The entries below contain pictures. Retype everything except those pictures, exactly as given.
** start of RECORDS TO PROCESS **
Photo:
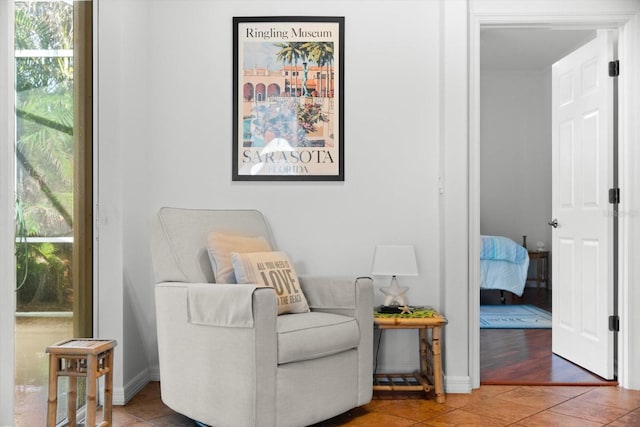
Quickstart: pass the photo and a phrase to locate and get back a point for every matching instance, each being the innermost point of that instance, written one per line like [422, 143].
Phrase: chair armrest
[195, 359]
[349, 297]
[341, 295]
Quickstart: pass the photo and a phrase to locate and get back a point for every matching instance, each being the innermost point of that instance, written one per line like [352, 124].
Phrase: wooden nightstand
[541, 259]
[429, 376]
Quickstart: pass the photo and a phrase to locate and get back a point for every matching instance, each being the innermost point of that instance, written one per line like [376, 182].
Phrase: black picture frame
[288, 98]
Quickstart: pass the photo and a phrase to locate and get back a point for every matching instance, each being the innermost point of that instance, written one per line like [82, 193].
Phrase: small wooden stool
[90, 358]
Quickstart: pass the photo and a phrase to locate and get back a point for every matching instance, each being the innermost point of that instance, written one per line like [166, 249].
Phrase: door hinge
[614, 68]
[614, 195]
[614, 323]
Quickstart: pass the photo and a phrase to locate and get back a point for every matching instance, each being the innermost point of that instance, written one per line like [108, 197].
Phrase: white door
[582, 165]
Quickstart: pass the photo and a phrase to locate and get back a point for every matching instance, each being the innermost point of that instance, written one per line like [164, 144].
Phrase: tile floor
[488, 406]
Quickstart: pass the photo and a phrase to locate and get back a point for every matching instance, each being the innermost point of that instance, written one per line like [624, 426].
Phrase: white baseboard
[461, 385]
[121, 395]
[154, 373]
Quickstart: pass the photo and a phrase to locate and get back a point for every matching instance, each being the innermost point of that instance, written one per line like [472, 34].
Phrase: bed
[503, 265]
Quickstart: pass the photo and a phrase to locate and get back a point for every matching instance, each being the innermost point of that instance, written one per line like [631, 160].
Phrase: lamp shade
[394, 260]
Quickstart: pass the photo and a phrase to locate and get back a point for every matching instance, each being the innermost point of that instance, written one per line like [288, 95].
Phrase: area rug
[514, 316]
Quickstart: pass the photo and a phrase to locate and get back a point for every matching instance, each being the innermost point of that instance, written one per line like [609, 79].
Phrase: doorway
[483, 16]
[515, 183]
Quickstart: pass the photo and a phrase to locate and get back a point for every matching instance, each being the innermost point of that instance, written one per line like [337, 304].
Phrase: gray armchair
[247, 366]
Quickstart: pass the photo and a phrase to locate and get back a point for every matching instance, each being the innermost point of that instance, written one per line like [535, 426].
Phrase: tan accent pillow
[274, 270]
[220, 246]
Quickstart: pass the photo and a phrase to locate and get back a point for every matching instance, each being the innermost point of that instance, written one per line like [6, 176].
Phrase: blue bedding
[503, 265]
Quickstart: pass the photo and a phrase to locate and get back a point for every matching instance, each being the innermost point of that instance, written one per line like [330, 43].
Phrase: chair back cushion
[179, 240]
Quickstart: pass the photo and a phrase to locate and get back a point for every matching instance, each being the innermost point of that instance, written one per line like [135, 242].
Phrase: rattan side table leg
[108, 389]
[72, 396]
[92, 369]
[52, 405]
[437, 364]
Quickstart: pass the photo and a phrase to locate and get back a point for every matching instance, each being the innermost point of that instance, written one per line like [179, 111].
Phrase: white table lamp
[394, 260]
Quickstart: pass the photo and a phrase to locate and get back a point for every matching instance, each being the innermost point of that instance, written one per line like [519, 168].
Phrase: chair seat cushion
[306, 336]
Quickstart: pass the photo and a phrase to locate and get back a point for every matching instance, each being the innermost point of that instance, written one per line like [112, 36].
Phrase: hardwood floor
[523, 356]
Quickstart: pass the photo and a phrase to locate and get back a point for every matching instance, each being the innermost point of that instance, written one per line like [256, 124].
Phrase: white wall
[165, 140]
[515, 161]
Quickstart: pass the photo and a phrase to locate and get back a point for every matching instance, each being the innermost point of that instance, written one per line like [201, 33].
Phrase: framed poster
[288, 98]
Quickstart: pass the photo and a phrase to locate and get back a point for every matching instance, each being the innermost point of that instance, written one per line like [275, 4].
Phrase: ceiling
[528, 48]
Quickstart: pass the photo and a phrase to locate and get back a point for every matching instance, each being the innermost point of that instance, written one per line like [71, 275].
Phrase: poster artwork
[288, 109]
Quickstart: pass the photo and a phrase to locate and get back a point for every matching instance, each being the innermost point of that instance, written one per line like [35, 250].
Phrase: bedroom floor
[523, 356]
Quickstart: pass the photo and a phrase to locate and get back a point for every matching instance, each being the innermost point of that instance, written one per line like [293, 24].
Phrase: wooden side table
[90, 358]
[541, 259]
[429, 376]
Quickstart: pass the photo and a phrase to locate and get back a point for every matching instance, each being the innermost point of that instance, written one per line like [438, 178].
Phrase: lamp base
[390, 309]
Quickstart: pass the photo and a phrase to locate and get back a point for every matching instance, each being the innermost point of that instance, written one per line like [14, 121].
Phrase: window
[53, 189]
** end of RECORDS TO PROCESS **
IN RESPONSE —
Photo:
Quickstart: pass the photo and a phrase to locate and get back a point for every matching instance, each being the innermost point of that instance, written one per line like [422, 143].
Phrase: chair armrest
[195, 359]
[349, 297]
[341, 295]
Quickstart: pass the photo and a phrase to locate and get back a point for every matching instance, each being the innermost point of that instance, written one per line like [352, 124].
Phrase: wooden nightstand
[541, 259]
[429, 376]
Quickstart: pass the photo and a phrase to locate and get back a point for every matching instance, each being the innermost point of that instance, written one per line like [376, 182].
Phrase: black picture frame
[288, 98]
Quickstart: pass the photo and a phrase to locate and get back a point for every matching instance, each being the innermost point of that instance, written one per line like [82, 193].
Phrase: small wooden stool
[90, 358]
Quickstart: pass the photo and a phrase to locate and get back a point for every matching instance, each being the innermost point of that instance, written one per line like [166, 249].
Phrase: door hinge
[614, 68]
[614, 195]
[614, 323]
Quickstart: pass the photo and a phrase to locate and get back a point for every matching instance, each being the innermost point of that instance, written one per line like [108, 197].
Phrase: white door
[582, 165]
Quickstart: pass the photo and a phrase to locate and get back a point for every matching instance, each being the innermost point of that instance, written one per line like [164, 144].
Phrase: tile floor
[488, 406]
Quickstart: pass the photo and a phrase to locate and get back a point for every matching instance, each being the innermost point of that instance, written one per line like [624, 426].
Phrase: white baseboard
[461, 385]
[121, 395]
[154, 373]
Quickstart: pass the photo and a phrase to locate and get back a point for every matching instance, each being the innermost point of that instance, written one per line like [472, 34].
Phrase: bed
[503, 265]
Quickstart: pass the photo and a phrase to locate and get back a point for every matching instance, each being the innermost point of that instance, written one per line like [631, 160].
Phrase: lamp shade
[394, 260]
Quickstart: pass the photo and a phrase to locate and get back a point for every matching instance, each being the innermost point of that instance, written one per line like [288, 95].
Phrase: area rug
[514, 316]
Quickstart: pass the photo and a phrase to locate and get back a point for every matching instance, each being the innermost point of that instance, written one per line like [609, 79].
Phrase: doorway
[483, 16]
[515, 183]
Quickstart: pass the photo and a phrase to locate and get back a point for every matching instance, each being the innermost point of that instance, written one per line like [337, 304].
Phrase: gray armchair
[247, 366]
Quickstart: pass the photo and a phrase to locate and get back a point for every matching instance, each being the innermost point of that instance, written one per line like [535, 426].
Phrase: tan accent pillow
[274, 270]
[220, 246]
Quickstart: pass the photo and a phrase to locate and get back a point for every matching instance, each being the innermost point of that instance, written one per line like [6, 176].
Phrase: blue bedding
[503, 265]
Quickstart: pass the photo and a phrase to locate and get back a point for every matching instance, each being the innermost point of that instance, written one per line like [330, 43].
Phrase: chair back cushion
[179, 240]
Quickstart: pass the photo and a phrase to locate and get back a point for every matching instance, each being the innermost point of that instance, written one per line like [135, 242].
Phrase: rattan side table leg
[108, 389]
[72, 396]
[92, 369]
[52, 405]
[437, 364]
Quickstart: pass the photo and a phrase to locate and get back a point for every matching instance, each being the innermost point of that instance, written one per line like [179, 111].
Phrase: white table lamp
[394, 260]
Quickstart: pass the photo and a phrase to locate and get back a point for every matching instance, each being the innermost point of that instance, written one per line like [519, 168].
Phrase: chair seat cushion
[306, 336]
Quickstart: pass the photo and a phrase to locate and get back a point for every matching instance, each being the innermost point of that instance, written one per line like [112, 36].
Phrase: hardwood floor
[523, 356]
Quickstart: pass the photo and a phrase to locate and get back a point for every matching instance, each being the innermost point of that instance, written one per line like [256, 124].
Phrase: white wall
[165, 140]
[515, 161]
Quickstart: pass the photo and a phrase to locate and get back a point for every matching instance, each being the innermost point of that instance, written one per line like [201, 33].
Phrase: framed poster
[288, 98]
Quickstart: pass the photo and a phrase to locate and get back a point for every matching instance, each being the innermost point of that instance, written one per line like [275, 4].
Phrase: ceiling
[528, 48]
Quickstart: pass the photo and a phrase to locate and get back a point for every matching instance, each being the innermost point of that instance, written one per line like [71, 275].
Phrase: poster artwork
[288, 109]
Quickstart: pass the photo and a phrase to locate and get back a point for every matching instance, each being the innermost point of that instance, written one per line like [35, 250].
Phrase: bedroom floor
[523, 356]
Quickstart: pass the photo and a phrase to locate and get back a point for every matching instance, each being the innermost point of that instance, written one per line like [293, 24].
Phrase: wooden side table
[90, 358]
[541, 259]
[429, 376]
Quickstart: pass the photo and a phrase to locate and get back a point for every matching instance, each being the innermost point of that instance, written one per line like [438, 178].
Phrase: lamp base
[390, 309]
Quickstart: pass the photo and a phrase to locate and get back a point for every matching instance, each being the innermost point of that instance, written one per line like [14, 121].
Phrase: window
[53, 189]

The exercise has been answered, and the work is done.